• **TEXT EXCERPT**
=-=-=

Serendipity best describes the nearly two-decade-long journey Ramesh Dungarmal Tainwala, 55, has taken to become chief executive officer at Samsonite International, the world’s largest travel luggage maker.
Consider that in 1981, as a 22-year-old, Tainwala was rejected for a management trainee’s job with Indian luggage giant VIP Industries. Yet, a few years later, he became one of their long-time vendors, supplying the company with raw material and, later, plastic sheets.
Also consider that Tainwala might never have worked with Samsonite if not for a joint venture struck by chance. His elevation to the top post might not have happened either, given that Tainwala had resigned twice at Samsonite earlier.
Most of all, this: “[Prior to working with Samsonite] I had no clue how to make or sell luggage. The only luggage I used was what my wife got in her trousseau,” Tainwala, Samsonite’s CEO as of October 1, says in an interview with Forbes India. And now, Tainwala is shaping your luggage choices.
You have to call it serendipity.
In 1981, Tainwala, a postgraduate from the Birla Institute of Technology and Science (BITS), Pilani, who grew up in Ranchi, in the eastern state of Jharkhand, applied for a management job at companies such as VIP Industries, Asian Paints and Century Spinning, among others.
These were reputed organisations and, equally importantly, based in Mumbai, the land of Bollywood, which Tainwala was enamoured with.
It was not to be. Not then, anyway. Tainwala got rejected by VIP as well as the others. But he didn’t lose heart. In 1983, he moved to Mumbai and started working with his uncle’s friend, Kamal Kumar Agarwal, who ran a polymers business and was a vendor to VIP, selling them plastic raw material. “I was excited about Mumbai and its glamour,” recounts Tainwala. A year later, he started out on his own as a small commodity trader, through a firm Tainwala Trading & Investments.
Tainwala says he managed to “stand out” as a commodity trader as he was interacting with people who were “sophisticated”. This was a combination of both “luck” and his “outgoing nature”, he says. He had come to know stalwarts like Idea Cellular’s former managing director Sanjeev Aga, who at that time worked with Blow Plast (which later merged with VIP). Tainwala’s other clients included Asian Paints, Kelvinator, Godrej and luggage firms Safari and the now-defunct Gujarat BD Luggage; some of these companies later started to buy raw material in the form of polymers from Tainwala when he started to sell later in 1984.
In 1985, as a natural progression of selling polymers, Tainwala decided to set up another company, Tainwala Chemicals, to manufacture plastic sheets which are moulded into making suitcases. The opportunity, as he saw it, was that some of his clients, who tried making these sheets themselves, were able to use only 20 percent of the capacity produced, a sub-optimal level for them.
To set up the company, Tainwala borrowed funds from family and friends to raise Rs 20 lakh. He also met some brokers who helped him successfully raise around Rs 50 lakh from the capital market (through an IPO) and the balance from banks (after successfully convincing ICICI’s then chairman Narayanan Vaghul): This resulted in a cumulative capital of Rs 2 crore in the late 1980s.
While still working on his own in the late 1980s, his main lender, ICICI (now ICICI Bank), approached him after Gujarat BD Luggage blamed Tainwala Chemicals as one of the factors for its non-revival, at a hearing with a government agency, Tainwala says. ICICI had been appointed as the nodal agency to revive the firm.

=-=-=

• **DATA ENTRIES**

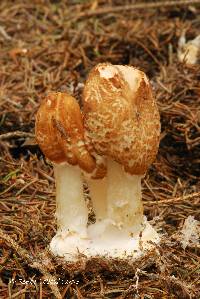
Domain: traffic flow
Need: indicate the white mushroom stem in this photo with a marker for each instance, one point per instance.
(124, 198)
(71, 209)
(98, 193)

=-=-=

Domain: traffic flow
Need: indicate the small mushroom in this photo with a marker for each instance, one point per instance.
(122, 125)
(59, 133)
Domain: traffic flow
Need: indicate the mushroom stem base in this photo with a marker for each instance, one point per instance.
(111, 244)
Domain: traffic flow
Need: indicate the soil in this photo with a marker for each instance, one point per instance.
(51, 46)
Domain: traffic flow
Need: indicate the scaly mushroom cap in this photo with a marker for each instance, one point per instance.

=-=-=

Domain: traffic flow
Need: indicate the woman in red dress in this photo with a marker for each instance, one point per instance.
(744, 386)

=-=-=

• **WHAT IS REQUIRED**
Summarize the profile of Ramesh Tainwala in two sentences. Work only from the profile of Ramesh Tainwala, not from the items.

• **FULL OUTPUT**
Ramesh Dungarmal Tainwala, who became CEO of Samsonite International, the world's largest travel luggage maker, as of October 1, was rejected for a management trainee job at VIP Industries in 1981 but later became one of its long-time vendors. After moving to Mumbai in 1983, he started out as a commodity trader a year later, and in 1985 he set up Tainwala Chemicals to make plastic sheets for suitcases, raising a cumulative Rs 2 crore from family, friends, an IPO and banks.